For each entry below, copy the text exactly and leave out any picture.

**Entries provided**
_ _ _ _ _

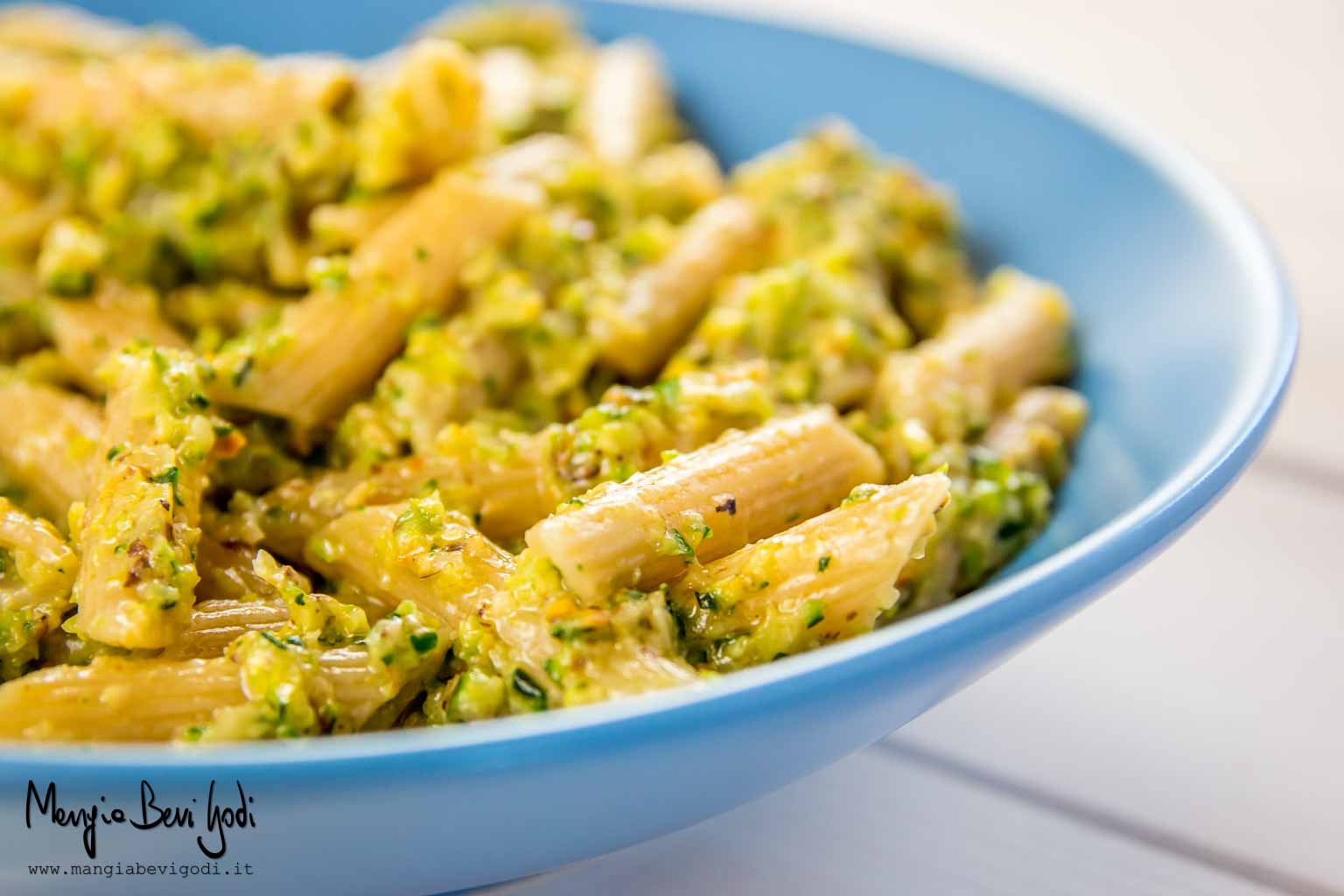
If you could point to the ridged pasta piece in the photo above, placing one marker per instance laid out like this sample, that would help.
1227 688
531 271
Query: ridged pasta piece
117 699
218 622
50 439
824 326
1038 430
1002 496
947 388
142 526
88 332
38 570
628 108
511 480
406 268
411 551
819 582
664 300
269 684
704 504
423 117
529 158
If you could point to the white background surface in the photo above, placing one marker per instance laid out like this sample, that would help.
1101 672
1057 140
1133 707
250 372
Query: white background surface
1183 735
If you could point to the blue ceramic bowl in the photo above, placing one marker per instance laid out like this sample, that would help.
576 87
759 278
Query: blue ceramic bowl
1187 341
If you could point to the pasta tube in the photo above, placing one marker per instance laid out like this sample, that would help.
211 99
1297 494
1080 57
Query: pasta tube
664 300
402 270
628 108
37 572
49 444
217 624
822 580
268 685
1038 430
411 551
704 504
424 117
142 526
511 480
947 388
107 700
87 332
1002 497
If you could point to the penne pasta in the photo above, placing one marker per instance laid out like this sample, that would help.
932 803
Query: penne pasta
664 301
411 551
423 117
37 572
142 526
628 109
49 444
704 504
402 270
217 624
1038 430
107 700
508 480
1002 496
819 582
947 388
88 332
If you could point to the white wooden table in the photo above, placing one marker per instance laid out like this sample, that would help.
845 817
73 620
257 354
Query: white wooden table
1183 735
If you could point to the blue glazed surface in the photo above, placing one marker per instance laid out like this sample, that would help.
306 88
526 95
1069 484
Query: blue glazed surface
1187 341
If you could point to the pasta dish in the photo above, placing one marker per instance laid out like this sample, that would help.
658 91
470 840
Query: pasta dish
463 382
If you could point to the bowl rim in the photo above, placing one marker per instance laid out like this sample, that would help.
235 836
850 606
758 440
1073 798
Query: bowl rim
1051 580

_ _ _ _ _

**Expected answer**
If you could point to the ridged pasta piece in the photo above, placing one marker per instance laid out like this sample, that would help.
1227 688
531 271
Query: ridged pasta piece
117 699
218 622
50 439
824 326
1038 430
1002 496
947 388
142 526
88 332
38 570
628 108
511 480
406 268
411 551
819 582
664 300
269 684
704 504
423 117
529 158
If you could point to the white background surface in the photo above, placing one marker per instance laid out like this sample, that would help.
1101 672
1057 140
1133 707
250 372
Query: white background surface
1183 735
If you could point to the blue ceramic bowl in the photo above, placing one marker per instance laid out like this sample, that would help.
576 87
759 278
Query: blue ceramic bowl
1187 341
If you could point to the pasta tube in the photo above, placing one marker per instance laid out like this sample, that would help.
211 99
1297 494
1080 57
Query: pasta tube
664 300
402 270
628 108
37 572
49 444
217 624
822 580
268 685
1038 430
411 551
704 504
424 117
142 526
511 480
947 388
107 700
87 332
1002 497
If you could point to the penne pasta in the photo above, placing one marker per instance laid out like this sample, that would help.
932 803
Query: penne pasta
664 301
411 551
423 117
37 572
142 526
628 109
49 444
704 504
402 270
217 624
1038 430
107 700
508 480
1002 496
819 582
947 388
88 332
If you could point to the white wooden table in the photo above, placing one marker per instance laid out like this sample, that would help.
845 817
73 620
257 354
Query: white wooden table
1183 735
If you could point to the blue glazed surface in the photo above, placing one marker per instance laid out like this sample, that would help.
306 88
526 95
1069 484
Query: blue glazed surface
1187 341
If you could point to the pasta dish in the photo above, placing one marker per instance laid out like this sample, that would help.
658 91
470 840
Query: pasta dish
463 382
If you could point to the bowl rim in the photo above, placing one marker per instance laid out like this sample, that would help.
235 836
850 606
758 440
1073 798
Query: bowl rim
1051 580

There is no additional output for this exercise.